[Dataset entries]
--------------------

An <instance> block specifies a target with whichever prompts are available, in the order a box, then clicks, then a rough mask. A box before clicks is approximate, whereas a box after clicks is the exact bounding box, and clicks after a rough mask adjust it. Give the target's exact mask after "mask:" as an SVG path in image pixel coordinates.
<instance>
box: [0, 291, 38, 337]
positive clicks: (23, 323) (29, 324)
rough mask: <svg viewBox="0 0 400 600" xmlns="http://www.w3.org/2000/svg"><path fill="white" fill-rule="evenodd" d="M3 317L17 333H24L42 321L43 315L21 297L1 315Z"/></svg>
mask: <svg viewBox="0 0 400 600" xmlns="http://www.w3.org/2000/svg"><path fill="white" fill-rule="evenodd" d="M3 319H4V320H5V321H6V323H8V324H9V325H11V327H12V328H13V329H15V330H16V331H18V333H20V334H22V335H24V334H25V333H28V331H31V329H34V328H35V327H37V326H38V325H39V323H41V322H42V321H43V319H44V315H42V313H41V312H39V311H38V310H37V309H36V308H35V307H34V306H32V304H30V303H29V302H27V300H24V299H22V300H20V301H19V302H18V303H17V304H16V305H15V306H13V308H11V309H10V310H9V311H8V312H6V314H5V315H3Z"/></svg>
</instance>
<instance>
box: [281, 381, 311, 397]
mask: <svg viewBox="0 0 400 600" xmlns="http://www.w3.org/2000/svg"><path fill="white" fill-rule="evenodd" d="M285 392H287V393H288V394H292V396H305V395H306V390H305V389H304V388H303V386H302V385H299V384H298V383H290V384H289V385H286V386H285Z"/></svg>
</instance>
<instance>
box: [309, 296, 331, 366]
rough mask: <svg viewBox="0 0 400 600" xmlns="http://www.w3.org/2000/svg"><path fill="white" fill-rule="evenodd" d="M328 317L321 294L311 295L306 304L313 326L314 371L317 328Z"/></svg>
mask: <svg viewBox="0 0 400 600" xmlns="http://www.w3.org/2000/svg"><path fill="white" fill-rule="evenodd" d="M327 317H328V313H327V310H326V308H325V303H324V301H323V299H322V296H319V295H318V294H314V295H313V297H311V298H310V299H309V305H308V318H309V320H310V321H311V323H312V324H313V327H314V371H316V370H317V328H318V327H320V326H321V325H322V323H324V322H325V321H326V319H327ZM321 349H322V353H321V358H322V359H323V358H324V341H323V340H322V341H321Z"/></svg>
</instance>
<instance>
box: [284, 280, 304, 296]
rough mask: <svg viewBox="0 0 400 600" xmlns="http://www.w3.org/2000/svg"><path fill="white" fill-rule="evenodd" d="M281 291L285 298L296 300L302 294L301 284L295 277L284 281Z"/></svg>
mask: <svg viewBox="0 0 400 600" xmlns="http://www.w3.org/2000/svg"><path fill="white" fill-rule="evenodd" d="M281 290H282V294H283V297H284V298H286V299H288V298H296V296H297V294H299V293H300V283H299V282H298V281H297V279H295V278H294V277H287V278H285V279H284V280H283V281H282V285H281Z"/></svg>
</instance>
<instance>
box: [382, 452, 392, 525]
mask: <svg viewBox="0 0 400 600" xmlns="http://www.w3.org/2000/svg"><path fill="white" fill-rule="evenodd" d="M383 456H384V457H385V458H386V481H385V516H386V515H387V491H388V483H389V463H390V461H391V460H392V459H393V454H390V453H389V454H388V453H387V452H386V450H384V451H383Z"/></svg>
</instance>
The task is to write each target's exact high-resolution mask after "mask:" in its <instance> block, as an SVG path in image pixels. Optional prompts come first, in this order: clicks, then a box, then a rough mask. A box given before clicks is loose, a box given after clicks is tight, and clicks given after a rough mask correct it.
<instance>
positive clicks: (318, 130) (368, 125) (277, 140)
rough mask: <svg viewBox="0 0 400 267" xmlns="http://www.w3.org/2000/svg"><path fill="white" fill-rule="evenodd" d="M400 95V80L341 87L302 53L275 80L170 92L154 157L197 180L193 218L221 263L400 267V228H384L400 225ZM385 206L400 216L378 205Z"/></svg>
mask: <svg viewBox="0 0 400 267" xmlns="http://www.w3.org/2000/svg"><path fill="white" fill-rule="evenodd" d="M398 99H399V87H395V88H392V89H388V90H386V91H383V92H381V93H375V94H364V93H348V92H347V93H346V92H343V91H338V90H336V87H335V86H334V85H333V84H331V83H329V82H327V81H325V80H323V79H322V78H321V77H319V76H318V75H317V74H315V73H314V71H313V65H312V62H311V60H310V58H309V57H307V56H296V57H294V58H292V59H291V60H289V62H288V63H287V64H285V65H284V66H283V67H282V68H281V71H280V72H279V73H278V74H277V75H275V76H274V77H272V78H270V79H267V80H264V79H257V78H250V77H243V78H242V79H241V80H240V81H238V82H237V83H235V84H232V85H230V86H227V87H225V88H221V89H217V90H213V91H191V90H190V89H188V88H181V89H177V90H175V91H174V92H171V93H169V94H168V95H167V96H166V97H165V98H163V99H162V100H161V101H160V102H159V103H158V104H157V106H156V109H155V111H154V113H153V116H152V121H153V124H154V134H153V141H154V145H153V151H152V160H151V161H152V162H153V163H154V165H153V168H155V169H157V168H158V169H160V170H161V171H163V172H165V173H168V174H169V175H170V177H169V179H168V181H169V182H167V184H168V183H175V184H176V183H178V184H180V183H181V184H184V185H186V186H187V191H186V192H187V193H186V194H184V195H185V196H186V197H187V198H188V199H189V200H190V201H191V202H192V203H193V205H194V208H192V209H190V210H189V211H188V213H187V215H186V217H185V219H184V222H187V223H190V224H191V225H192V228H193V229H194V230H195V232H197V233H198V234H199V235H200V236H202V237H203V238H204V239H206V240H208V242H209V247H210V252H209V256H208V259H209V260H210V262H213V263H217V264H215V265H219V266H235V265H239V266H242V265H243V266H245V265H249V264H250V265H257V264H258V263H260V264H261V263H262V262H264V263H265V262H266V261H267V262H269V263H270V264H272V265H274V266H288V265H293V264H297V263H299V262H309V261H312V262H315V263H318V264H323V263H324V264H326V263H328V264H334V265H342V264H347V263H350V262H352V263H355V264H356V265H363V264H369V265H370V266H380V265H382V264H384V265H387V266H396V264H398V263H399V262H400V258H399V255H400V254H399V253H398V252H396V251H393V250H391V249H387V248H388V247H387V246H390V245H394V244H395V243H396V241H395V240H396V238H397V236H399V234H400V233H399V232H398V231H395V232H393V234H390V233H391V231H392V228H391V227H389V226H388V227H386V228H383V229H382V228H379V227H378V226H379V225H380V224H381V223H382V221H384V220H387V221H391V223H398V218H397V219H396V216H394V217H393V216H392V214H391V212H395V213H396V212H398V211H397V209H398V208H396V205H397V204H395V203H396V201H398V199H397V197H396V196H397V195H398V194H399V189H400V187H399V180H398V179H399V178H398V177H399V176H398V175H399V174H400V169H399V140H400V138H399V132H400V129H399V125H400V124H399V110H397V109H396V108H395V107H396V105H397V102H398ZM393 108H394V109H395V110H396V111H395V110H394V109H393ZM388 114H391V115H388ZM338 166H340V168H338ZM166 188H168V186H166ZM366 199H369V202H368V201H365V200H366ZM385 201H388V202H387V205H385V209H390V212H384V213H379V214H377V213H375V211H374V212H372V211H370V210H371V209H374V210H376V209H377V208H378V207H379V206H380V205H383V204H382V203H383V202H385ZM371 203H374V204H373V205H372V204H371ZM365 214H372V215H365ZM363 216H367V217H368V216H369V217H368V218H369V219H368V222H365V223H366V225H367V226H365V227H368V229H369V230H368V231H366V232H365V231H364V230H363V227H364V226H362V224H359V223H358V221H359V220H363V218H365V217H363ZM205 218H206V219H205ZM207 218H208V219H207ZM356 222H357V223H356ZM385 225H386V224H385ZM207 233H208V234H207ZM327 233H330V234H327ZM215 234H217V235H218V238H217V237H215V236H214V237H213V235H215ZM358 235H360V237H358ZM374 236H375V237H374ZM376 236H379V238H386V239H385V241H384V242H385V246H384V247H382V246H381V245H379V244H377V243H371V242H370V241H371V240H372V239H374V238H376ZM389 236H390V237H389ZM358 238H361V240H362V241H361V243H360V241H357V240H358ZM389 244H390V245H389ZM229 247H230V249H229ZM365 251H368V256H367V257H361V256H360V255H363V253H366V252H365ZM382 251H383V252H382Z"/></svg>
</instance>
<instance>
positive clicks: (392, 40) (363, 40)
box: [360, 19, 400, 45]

--------------------

**EXERCISE REQUIREMENTS:**
Retype only the stretch of lines above starting at the one with "box: [0, 291, 38, 337]" and stopping at the one with "box: [284, 280, 304, 296]", exactly as written, with both kept.

**THE ANSWER:**
box: [0, 291, 38, 337]
positive clicks: (23, 323) (29, 324)
rough mask: <svg viewBox="0 0 400 600" xmlns="http://www.w3.org/2000/svg"><path fill="white" fill-rule="evenodd" d="M3 317L17 333H24L42 321L43 315L21 297L1 315Z"/></svg>
mask: <svg viewBox="0 0 400 600" xmlns="http://www.w3.org/2000/svg"><path fill="white" fill-rule="evenodd" d="M3 319H4V320H5V321H6V323H8V324H9V325H11V327H12V328H13V329H15V330H16V331H18V333H20V334H22V335H24V334H25V333H28V331H31V329H34V328H35V327H37V326H38V325H39V323H41V322H42V321H43V319H44V315H42V313H41V312H39V311H38V310H37V309H36V308H35V307H34V306H32V304H30V303H29V302H27V300H24V299H22V300H20V301H19V302H18V303H17V304H16V305H15V306H13V308H11V309H10V310H9V311H8V312H6V314H5V315H3Z"/></svg>
</instance>
<instance>
box: [281, 381, 311, 397]
mask: <svg viewBox="0 0 400 600" xmlns="http://www.w3.org/2000/svg"><path fill="white" fill-rule="evenodd" d="M285 392H287V393H288V394H292V396H305V395H306V390H305V389H304V388H303V386H302V385H299V384H298V383H290V384H289V385H286V386H285Z"/></svg>
</instance>
<instance>
box: [309, 296, 331, 366]
rough mask: <svg viewBox="0 0 400 600" xmlns="http://www.w3.org/2000/svg"><path fill="white" fill-rule="evenodd" d="M328 317L321 294L311 295L306 304L313 326L314 371L317 328Z"/></svg>
mask: <svg viewBox="0 0 400 600" xmlns="http://www.w3.org/2000/svg"><path fill="white" fill-rule="evenodd" d="M327 317H328V313H327V310H326V308H325V303H324V301H323V299H322V296H319V295H318V294H314V295H313V297H311V298H310V299H309V305H308V318H309V320H310V321H311V323H312V324H313V327H314V371H316V370H317V328H318V327H320V326H321V325H322V323H324V322H325V321H326V319H327ZM321 349H322V353H321V358H322V359H323V358H324V341H323V340H322V341H321Z"/></svg>
</instance>
<instance>
box: [284, 280, 304, 296]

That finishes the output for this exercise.